### TEXT EXCERPT:
————————

Bad Behaving Children

@bestboy19 (5478)
United States
December 3, 2008 5:12pm CST
Have you seen the commercial where the children are arguing with their mother. Then a man comes on and says "no one teaches you how to be a parent, and children don't come with instructions." When I was growing up, children didn't behave so badly as they do today. Schools didn't need resource officers, and if there were unruly children, either the teacher took care of the matter or the principal did. Have things gone wrong because mothers are no longer at home giving their children parental guidance? Or is there some other reason for the bad behavior of children today?

————————

### RECORDS PROVIDED:
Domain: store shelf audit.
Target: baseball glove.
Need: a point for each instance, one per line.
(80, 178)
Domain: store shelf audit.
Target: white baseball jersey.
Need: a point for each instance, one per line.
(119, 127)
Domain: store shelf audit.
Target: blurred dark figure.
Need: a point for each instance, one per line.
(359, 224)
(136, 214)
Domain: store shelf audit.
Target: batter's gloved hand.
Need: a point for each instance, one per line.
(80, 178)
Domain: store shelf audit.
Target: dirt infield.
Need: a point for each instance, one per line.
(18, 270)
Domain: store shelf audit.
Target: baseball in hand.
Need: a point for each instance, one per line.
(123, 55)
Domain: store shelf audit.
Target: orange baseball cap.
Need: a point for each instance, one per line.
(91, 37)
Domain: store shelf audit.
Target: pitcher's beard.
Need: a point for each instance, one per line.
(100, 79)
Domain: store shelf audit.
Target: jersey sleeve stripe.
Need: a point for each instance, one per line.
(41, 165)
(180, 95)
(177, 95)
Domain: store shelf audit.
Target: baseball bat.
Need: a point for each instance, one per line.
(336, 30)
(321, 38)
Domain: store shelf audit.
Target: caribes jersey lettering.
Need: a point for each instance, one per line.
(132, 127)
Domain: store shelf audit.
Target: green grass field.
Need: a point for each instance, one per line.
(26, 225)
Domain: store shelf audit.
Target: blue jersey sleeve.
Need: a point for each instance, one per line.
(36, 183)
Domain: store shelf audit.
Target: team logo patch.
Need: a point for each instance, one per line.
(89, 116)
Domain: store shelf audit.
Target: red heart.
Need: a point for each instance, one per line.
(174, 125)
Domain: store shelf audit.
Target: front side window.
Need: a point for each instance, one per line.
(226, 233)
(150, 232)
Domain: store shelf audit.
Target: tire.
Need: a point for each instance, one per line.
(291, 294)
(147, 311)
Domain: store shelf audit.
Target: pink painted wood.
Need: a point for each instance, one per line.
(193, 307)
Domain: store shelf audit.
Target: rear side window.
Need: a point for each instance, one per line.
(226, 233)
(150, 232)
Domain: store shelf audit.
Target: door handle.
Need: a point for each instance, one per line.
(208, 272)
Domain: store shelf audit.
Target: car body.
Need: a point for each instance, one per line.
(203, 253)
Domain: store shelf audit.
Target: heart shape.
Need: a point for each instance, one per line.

————————

### WRITTEN REQUEST 1:
According to the forum post, who handled unruly children at school when the writer was growing up?
### WRITTEN REQUEST 2:
Which lines of the entries contain the string "sleeve"? Gather each of them, treating uppercase and lowercase as different.
The forum post and the entries are unrelated to each other.

### FULL RESPONSE 1:
Either the teacher or the principal.

### FULL RESPONSE 2:
Target: jersey sleeve stripe.
Target: blue jersey sleeve.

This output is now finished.